══ Brano citato ══
Una fuga. Dalla lezione, prima, da Roma, poi, e gradualmente dall’università che ho cominciato a trattare con fare disfunzionale: sapevo di volerla e doverla terminare, ma non era una mia priorità. Un continuo ping pong tra senso di responsabilità e ricerca di stimoli. Insomma un rimandare costante.
Ecco. Da qui le chiavi di lettura possono essere due: potrei andare lentamente e affrontare una narrazione lunghissima e dettagliata oppure portare avanti le lancette. Naturalmente, adotterò la seconda.
Tredici anni dopo.
Via Ostiense è semivuota – dopotutto l’indomani è il 25 aprile. Questa volta sono quasi le dieci e il cielo è nuvoloso. La Basilica di San Paolo è bianca e svetta alta. Parcheggio in Via delle Sette Chiese e mi lascio la macchina alle spalle. Svolto verso destra alla ricerca della Segreteria Studenti, che è chiusa. “Ma come? Ho un appuntamento” mi dico. Poi mi metto a cercare su internet e credo di capire: l’hanno spostata e mo tocca capire dove.
Come nel 2010, cammino a falcate larghe nel giardino di Giurisprudenza e seguo quei pochi studenti che entrano. Non mi sento osservato, non mi sento fuori posto e questo è strano. Sono a casa nonostante di fatto non sia più uno studente. Chiedo lumi ai ragazzi dell’infopoint, esco dalla porta laterale proseguo su via Ostiense fino all’ex Croce Rossa.
L’edificio della Segreteria Studenti mi ricorda un lager (non chiedermi perché), ma mi fa pensare a un qualcosa di sinistro volutamente travestito. Apro la porta, dichiaro il mio nome e mi fanno accomodare in un ufficio dove, finalmente, dopo due anni dal conseguimento mi consegnano la mia laurea.
Il tutto succede così rapidamente che in un attimo sono fuori con una confezione di cartone bordeaux in mano. Io, la mia felpa viola, gli occhiali da sole e la mia laurea. È vero. Ce l’ho.
Mi assale una voglia e decido di seguire l’istinto. Non so perché ma mi affretto e dal civico 129 torno al 234, facoltà di Lettere e Filosofia. Io, la mia felpa viola e il mio porta laurea magenta entriamo dall’ingresso principale.
═══
══ Dati forniti ══
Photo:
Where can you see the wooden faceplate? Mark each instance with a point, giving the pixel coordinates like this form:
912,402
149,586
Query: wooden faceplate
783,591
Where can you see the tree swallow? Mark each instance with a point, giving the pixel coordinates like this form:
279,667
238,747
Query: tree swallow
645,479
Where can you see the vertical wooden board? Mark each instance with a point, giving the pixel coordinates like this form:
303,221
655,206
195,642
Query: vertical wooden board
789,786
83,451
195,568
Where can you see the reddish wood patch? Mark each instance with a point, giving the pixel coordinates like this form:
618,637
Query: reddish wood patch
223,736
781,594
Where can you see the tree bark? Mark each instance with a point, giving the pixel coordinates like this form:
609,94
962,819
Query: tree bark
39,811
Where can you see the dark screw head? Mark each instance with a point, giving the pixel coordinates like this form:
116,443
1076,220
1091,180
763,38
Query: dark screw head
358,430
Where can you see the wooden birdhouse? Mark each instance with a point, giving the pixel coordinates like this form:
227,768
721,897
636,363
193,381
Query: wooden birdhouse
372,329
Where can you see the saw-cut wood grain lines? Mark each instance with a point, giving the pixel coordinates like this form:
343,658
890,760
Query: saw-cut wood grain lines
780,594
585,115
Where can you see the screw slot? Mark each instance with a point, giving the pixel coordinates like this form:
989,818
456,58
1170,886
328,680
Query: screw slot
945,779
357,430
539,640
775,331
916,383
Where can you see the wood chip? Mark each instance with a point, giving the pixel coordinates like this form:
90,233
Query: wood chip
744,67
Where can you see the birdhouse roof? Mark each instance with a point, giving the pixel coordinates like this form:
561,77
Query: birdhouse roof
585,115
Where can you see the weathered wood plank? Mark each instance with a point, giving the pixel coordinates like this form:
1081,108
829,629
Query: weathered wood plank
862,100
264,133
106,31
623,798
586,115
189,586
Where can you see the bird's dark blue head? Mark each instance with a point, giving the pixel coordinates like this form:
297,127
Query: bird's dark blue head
═══
Esercizi:
1. Elenca tutti i colori nominati nel brano sul ritiro della laurea e indica per ciascuno a che cosa si riferisce.
2. Continua il racconto del ritiro della laurea partendo dalla sua ultima frase.
I record costituiscono un materiale a sé, distinto dal brano.

Soluzioni:
1.
- bianca: la Basilica di San Paolo
- bordeaux: la confezione di cartone
- viola: la felpa
- magenta: il porta laurea

2.
Incontro pochi studenti davanti alla porta, i corridoi sono semivuoti. Inspiro forte e mi guardo intorno. Nessuno che riconosca (beh, direi! I miei coetanei stanno a casa a preparà la pappetta ai figli!), ma non mancano all’appello solo le persone con cui ho dato inizio a questo elefantiaco percorso. No. Non c’è nemmeno l’ansia e l’angoscia che hanno contraddistinto le passeggiate negli ampi corridoi dell’ex-Alfa Romeo di Roma.
Forte di questa consapevolezza, quindi, continuo il tour nei ricordi. Passo in rassegna tutte le aule che mi hanno dato il tormento: la 10, la 11, la 2. Siete voi, bastarde, che mi avete visto mentre sudavo con il compito di linguistica in mano. Le vostre mura maledette mi hanno stretto quando aspettavo in fila che qualcuno, scocciato, chiamasse “Giaccio” alla cattedra per esaminarmi. Sono quelle fottute porte bianche che abbiamo aperto, tutti, per liberarci di un ulteriore peso, con un libretto carico di altri CFU.
Non c’è più niente. I corridoi sono vuoti, la mente è sgombra, la pancia non è appesantita. Non ho mal di testa, non ho paura. Non mi sento colpevole. Non c’è più nulla. Anzi c’è la serenità per aver concluso un qualcosa che era diventato una sfida dolorosa e tossica. C’è il perdono per aver preferito altro allo studio. C’è la redenzione per essersi riconosciuti dei limiti e aver visto molto altro.
Sfilo. Tra i corridoi e infine nel cortile. Come avrei voluto fare fin dal primo giorno. Non ci sono i miei amici, la mia famiglia. Non indosso un completo (dopotutto mi sono laureato in pandemia, in camera da letto!). Non è come volevo, ma mi sta restituendo esattamente la stessa soddisfazione che mi aspettavo. E alla quale aspiravo.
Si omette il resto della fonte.